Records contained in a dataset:
------------
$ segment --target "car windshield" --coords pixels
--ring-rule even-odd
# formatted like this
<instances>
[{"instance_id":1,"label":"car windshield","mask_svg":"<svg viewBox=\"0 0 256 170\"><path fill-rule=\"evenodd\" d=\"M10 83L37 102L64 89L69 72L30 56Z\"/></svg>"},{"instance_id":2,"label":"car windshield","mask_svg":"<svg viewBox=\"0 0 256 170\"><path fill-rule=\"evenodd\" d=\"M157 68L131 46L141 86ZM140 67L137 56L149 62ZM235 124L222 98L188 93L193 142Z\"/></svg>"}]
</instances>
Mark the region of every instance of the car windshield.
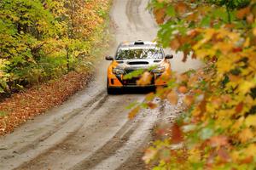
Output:
<instances>
[{"instance_id":1,"label":"car windshield","mask_svg":"<svg viewBox=\"0 0 256 170\"><path fill-rule=\"evenodd\" d=\"M163 54L157 47L130 47L120 48L115 60L137 60L137 59L162 59Z\"/></svg>"}]
</instances>

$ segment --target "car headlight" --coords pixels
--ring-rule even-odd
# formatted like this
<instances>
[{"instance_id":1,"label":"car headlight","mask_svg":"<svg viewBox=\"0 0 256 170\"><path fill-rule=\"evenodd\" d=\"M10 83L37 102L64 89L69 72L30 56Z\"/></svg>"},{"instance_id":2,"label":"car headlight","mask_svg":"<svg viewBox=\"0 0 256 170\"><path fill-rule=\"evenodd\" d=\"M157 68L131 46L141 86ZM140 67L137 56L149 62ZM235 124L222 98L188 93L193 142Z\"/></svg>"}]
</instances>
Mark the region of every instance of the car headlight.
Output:
<instances>
[{"instance_id":1,"label":"car headlight","mask_svg":"<svg viewBox=\"0 0 256 170\"><path fill-rule=\"evenodd\" d=\"M153 73L163 73L166 71L166 67L160 66L152 70Z\"/></svg>"},{"instance_id":2,"label":"car headlight","mask_svg":"<svg viewBox=\"0 0 256 170\"><path fill-rule=\"evenodd\" d=\"M112 72L115 75L125 74L125 71L119 68L112 69Z\"/></svg>"}]
</instances>

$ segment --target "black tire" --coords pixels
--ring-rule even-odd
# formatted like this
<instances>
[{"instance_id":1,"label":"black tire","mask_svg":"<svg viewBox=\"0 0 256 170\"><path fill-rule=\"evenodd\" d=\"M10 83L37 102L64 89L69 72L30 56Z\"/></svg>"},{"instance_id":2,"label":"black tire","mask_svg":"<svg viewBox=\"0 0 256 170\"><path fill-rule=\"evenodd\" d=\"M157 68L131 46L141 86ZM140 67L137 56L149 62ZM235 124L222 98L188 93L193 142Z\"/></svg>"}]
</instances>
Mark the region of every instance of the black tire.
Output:
<instances>
[{"instance_id":1,"label":"black tire","mask_svg":"<svg viewBox=\"0 0 256 170\"><path fill-rule=\"evenodd\" d=\"M113 88L107 87L108 94L114 94L113 90L114 90Z\"/></svg>"},{"instance_id":2,"label":"black tire","mask_svg":"<svg viewBox=\"0 0 256 170\"><path fill-rule=\"evenodd\" d=\"M114 89L113 88L109 88L108 86L108 81L107 81L107 92L108 92L108 94L114 94Z\"/></svg>"}]
</instances>

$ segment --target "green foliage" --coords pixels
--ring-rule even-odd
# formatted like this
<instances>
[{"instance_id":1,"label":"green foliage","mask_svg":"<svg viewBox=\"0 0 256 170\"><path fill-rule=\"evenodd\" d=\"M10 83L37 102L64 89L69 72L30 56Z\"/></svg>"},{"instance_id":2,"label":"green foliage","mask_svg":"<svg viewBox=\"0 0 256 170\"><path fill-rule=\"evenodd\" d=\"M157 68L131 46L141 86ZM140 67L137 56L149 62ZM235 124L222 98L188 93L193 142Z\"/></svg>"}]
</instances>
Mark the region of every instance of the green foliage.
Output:
<instances>
[{"instance_id":1,"label":"green foliage","mask_svg":"<svg viewBox=\"0 0 256 170\"><path fill-rule=\"evenodd\" d=\"M88 63L109 2L0 1L0 93L15 92Z\"/></svg>"},{"instance_id":2,"label":"green foliage","mask_svg":"<svg viewBox=\"0 0 256 170\"><path fill-rule=\"evenodd\" d=\"M184 94L187 108L144 161L157 164L154 169L255 169L256 1L151 5L160 24L159 42L183 51L183 61L192 51L206 67L172 75L177 89L157 89L154 97L174 105L177 91Z\"/></svg>"}]
</instances>

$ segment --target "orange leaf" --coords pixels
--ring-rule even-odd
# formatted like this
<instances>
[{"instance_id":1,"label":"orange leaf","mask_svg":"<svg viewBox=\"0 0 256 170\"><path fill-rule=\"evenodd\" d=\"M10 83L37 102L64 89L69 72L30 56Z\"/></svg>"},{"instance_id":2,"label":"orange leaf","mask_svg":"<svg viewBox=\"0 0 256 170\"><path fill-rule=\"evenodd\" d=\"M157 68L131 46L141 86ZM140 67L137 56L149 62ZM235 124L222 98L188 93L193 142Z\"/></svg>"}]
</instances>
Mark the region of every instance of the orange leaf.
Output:
<instances>
[{"instance_id":1,"label":"orange leaf","mask_svg":"<svg viewBox=\"0 0 256 170\"><path fill-rule=\"evenodd\" d=\"M238 19L243 19L249 13L250 13L250 8L247 7L247 8L241 8L239 11L237 11L236 17Z\"/></svg>"},{"instance_id":2,"label":"orange leaf","mask_svg":"<svg viewBox=\"0 0 256 170\"><path fill-rule=\"evenodd\" d=\"M177 95L176 92L172 90L167 95L167 99L169 100L169 102L171 104L177 105Z\"/></svg>"},{"instance_id":3,"label":"orange leaf","mask_svg":"<svg viewBox=\"0 0 256 170\"><path fill-rule=\"evenodd\" d=\"M181 86L178 88L177 91L181 94L186 94L188 93L188 88L185 86Z\"/></svg>"},{"instance_id":4,"label":"orange leaf","mask_svg":"<svg viewBox=\"0 0 256 170\"><path fill-rule=\"evenodd\" d=\"M157 105L153 102L148 102L147 105L150 109L155 109L157 107Z\"/></svg>"},{"instance_id":5,"label":"orange leaf","mask_svg":"<svg viewBox=\"0 0 256 170\"><path fill-rule=\"evenodd\" d=\"M177 123L174 123L172 128L172 143L179 144L183 140L183 132Z\"/></svg>"},{"instance_id":6,"label":"orange leaf","mask_svg":"<svg viewBox=\"0 0 256 170\"><path fill-rule=\"evenodd\" d=\"M140 106L137 106L133 110L131 110L131 111L129 113L129 116L128 116L129 119L133 119L137 115L140 110L141 110Z\"/></svg>"},{"instance_id":7,"label":"orange leaf","mask_svg":"<svg viewBox=\"0 0 256 170\"><path fill-rule=\"evenodd\" d=\"M184 104L187 106L190 106L194 102L194 98L191 95L187 95L183 99Z\"/></svg>"}]
</instances>

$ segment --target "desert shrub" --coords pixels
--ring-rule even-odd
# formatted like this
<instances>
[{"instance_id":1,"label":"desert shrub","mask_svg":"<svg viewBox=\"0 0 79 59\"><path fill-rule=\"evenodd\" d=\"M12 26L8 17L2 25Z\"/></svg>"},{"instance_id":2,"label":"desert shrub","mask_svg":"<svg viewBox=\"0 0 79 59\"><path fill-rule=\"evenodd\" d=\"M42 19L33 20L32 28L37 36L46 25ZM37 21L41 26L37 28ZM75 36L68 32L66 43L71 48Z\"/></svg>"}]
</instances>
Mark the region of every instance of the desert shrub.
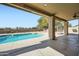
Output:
------------
To be done -
Without including any picture, repeat the data exactly.

Finished answer -
$ segment --target "car windshield" --coords pixels
--ring-rule even-odd
# formatted like this
<instances>
[{"instance_id":1,"label":"car windshield","mask_svg":"<svg viewBox=\"0 0 256 170\"><path fill-rule=\"evenodd\" d=\"M10 83L37 102L64 89L69 72L30 56Z\"/></svg>"},{"instance_id":2,"label":"car windshield","mask_svg":"<svg viewBox=\"0 0 256 170\"><path fill-rule=\"evenodd\" d=\"M157 68L131 46L141 86ZM140 67L137 56L149 62ZM235 124L222 98L188 93L193 142Z\"/></svg>"}]
</instances>
Mark the region of every instance of the car windshield.
Output:
<instances>
[{"instance_id":1,"label":"car windshield","mask_svg":"<svg viewBox=\"0 0 256 170\"><path fill-rule=\"evenodd\" d=\"M163 54L157 47L130 47L120 48L115 60L137 60L137 59L162 59Z\"/></svg>"}]
</instances>

$ segment --target "car headlight" --coords pixels
--ring-rule even-odd
# formatted like this
<instances>
[{"instance_id":1,"label":"car headlight","mask_svg":"<svg viewBox=\"0 0 256 170\"><path fill-rule=\"evenodd\" d=\"M10 83L37 102L64 89L69 72L30 56Z\"/></svg>"},{"instance_id":2,"label":"car headlight","mask_svg":"<svg viewBox=\"0 0 256 170\"><path fill-rule=\"evenodd\" d=\"M157 68L131 46L141 86ZM140 67L137 56L149 62ZM235 124L222 98L188 93L193 142Z\"/></svg>"}]
</instances>
Mark the region of every instance of the car headlight.
Output:
<instances>
[{"instance_id":1,"label":"car headlight","mask_svg":"<svg viewBox=\"0 0 256 170\"><path fill-rule=\"evenodd\" d=\"M153 73L163 73L166 71L166 67L160 66L152 70Z\"/></svg>"},{"instance_id":2,"label":"car headlight","mask_svg":"<svg viewBox=\"0 0 256 170\"><path fill-rule=\"evenodd\" d=\"M112 72L115 75L125 74L125 71L119 68L112 69Z\"/></svg>"}]
</instances>

$ segment --target "black tire" --coords pixels
--ring-rule even-odd
# formatted like this
<instances>
[{"instance_id":1,"label":"black tire","mask_svg":"<svg viewBox=\"0 0 256 170\"><path fill-rule=\"evenodd\" d=\"M10 83L37 102L64 89L69 72L30 56Z\"/></svg>"},{"instance_id":2,"label":"black tire","mask_svg":"<svg viewBox=\"0 0 256 170\"><path fill-rule=\"evenodd\" d=\"M157 68L131 46L141 86ZM140 67L137 56L149 62ZM235 124L222 98L188 93L193 142Z\"/></svg>"}]
</instances>
Mark the region of every instance of the black tire.
Output:
<instances>
[{"instance_id":1,"label":"black tire","mask_svg":"<svg viewBox=\"0 0 256 170\"><path fill-rule=\"evenodd\" d=\"M113 88L107 87L108 94L114 94L113 90L114 90Z\"/></svg>"},{"instance_id":2,"label":"black tire","mask_svg":"<svg viewBox=\"0 0 256 170\"><path fill-rule=\"evenodd\" d=\"M114 89L113 88L109 88L108 86L108 81L107 81L107 92L108 92L108 94L114 94Z\"/></svg>"}]
</instances>

$ segment --target "green foliage" --coords pixels
--ring-rule even-odd
# formatted like this
<instances>
[{"instance_id":1,"label":"green foliage","mask_svg":"<svg viewBox=\"0 0 256 170\"><path fill-rule=\"evenodd\" d=\"M10 83L37 102L64 89L69 72L30 56Z\"/></svg>"},{"instance_id":2,"label":"green foliage","mask_svg":"<svg viewBox=\"0 0 256 170\"><path fill-rule=\"evenodd\" d=\"M157 68L131 46L141 86ZM140 67L137 56L149 62ZM235 124L222 98L188 93L193 142Z\"/></svg>"}]
</instances>
Mark the region of every instance of the green foliage.
Output:
<instances>
[{"instance_id":1,"label":"green foliage","mask_svg":"<svg viewBox=\"0 0 256 170\"><path fill-rule=\"evenodd\" d=\"M88 63L109 2L0 1L0 93L15 92Z\"/></svg>"},{"instance_id":2,"label":"green foliage","mask_svg":"<svg viewBox=\"0 0 256 170\"><path fill-rule=\"evenodd\" d=\"M184 94L187 108L144 161L157 164L154 169L255 169L256 1L151 5L160 24L159 42L183 51L183 61L192 51L206 67L172 75L177 89L157 89L154 97L174 105L177 91Z\"/></svg>"}]
</instances>

$ segment --target "orange leaf" --coords pixels
--ring-rule even-odd
# formatted like this
<instances>
[{"instance_id":1,"label":"orange leaf","mask_svg":"<svg viewBox=\"0 0 256 170\"><path fill-rule=\"evenodd\" d=\"M10 83L37 102L64 89L69 72L30 56Z\"/></svg>"},{"instance_id":2,"label":"orange leaf","mask_svg":"<svg viewBox=\"0 0 256 170\"><path fill-rule=\"evenodd\" d=\"M157 68L131 46L141 86ZM140 67L137 56L149 62ZM235 124L222 98L188 93L193 142Z\"/></svg>"}]
</instances>
Mark the region of every instance of the orange leaf.
Output:
<instances>
[{"instance_id":1,"label":"orange leaf","mask_svg":"<svg viewBox=\"0 0 256 170\"><path fill-rule=\"evenodd\" d=\"M238 19L243 19L249 13L250 13L250 8L247 7L247 8L241 8L239 11L237 11L236 17Z\"/></svg>"},{"instance_id":2,"label":"orange leaf","mask_svg":"<svg viewBox=\"0 0 256 170\"><path fill-rule=\"evenodd\" d=\"M177 95L176 92L172 90L167 95L167 99L169 100L169 102L171 104L177 105Z\"/></svg>"},{"instance_id":3,"label":"orange leaf","mask_svg":"<svg viewBox=\"0 0 256 170\"><path fill-rule=\"evenodd\" d=\"M181 86L178 88L177 91L181 94L186 94L188 93L188 88L185 86Z\"/></svg>"},{"instance_id":4,"label":"orange leaf","mask_svg":"<svg viewBox=\"0 0 256 170\"><path fill-rule=\"evenodd\" d=\"M157 105L153 102L148 102L147 105L150 109L155 109L157 107Z\"/></svg>"},{"instance_id":5,"label":"orange leaf","mask_svg":"<svg viewBox=\"0 0 256 170\"><path fill-rule=\"evenodd\" d=\"M177 123L174 123L172 128L172 143L179 144L183 140L183 132Z\"/></svg>"},{"instance_id":6,"label":"orange leaf","mask_svg":"<svg viewBox=\"0 0 256 170\"><path fill-rule=\"evenodd\" d=\"M140 106L137 106L133 110L131 110L131 111L129 113L129 116L128 116L129 119L133 119L137 115L140 110L141 110Z\"/></svg>"},{"instance_id":7,"label":"orange leaf","mask_svg":"<svg viewBox=\"0 0 256 170\"><path fill-rule=\"evenodd\" d=\"M184 104L187 106L190 106L194 102L194 98L191 95L187 95L183 99Z\"/></svg>"}]
</instances>

$ segment --target "desert shrub" --coords pixels
--ring-rule even-odd
# formatted like this
<instances>
[{"instance_id":1,"label":"desert shrub","mask_svg":"<svg viewBox=\"0 0 79 59\"><path fill-rule=\"evenodd\" d=\"M12 26L8 17L2 25Z\"/></svg>"},{"instance_id":2,"label":"desert shrub","mask_svg":"<svg viewBox=\"0 0 79 59\"><path fill-rule=\"evenodd\" d=\"M42 19L33 20L32 28L37 36L46 25ZM37 21L41 26L37 28ZM75 36L68 32L66 43L71 48Z\"/></svg>"}]
</instances>
Mark the region of every instance of the desert shrub.
Output:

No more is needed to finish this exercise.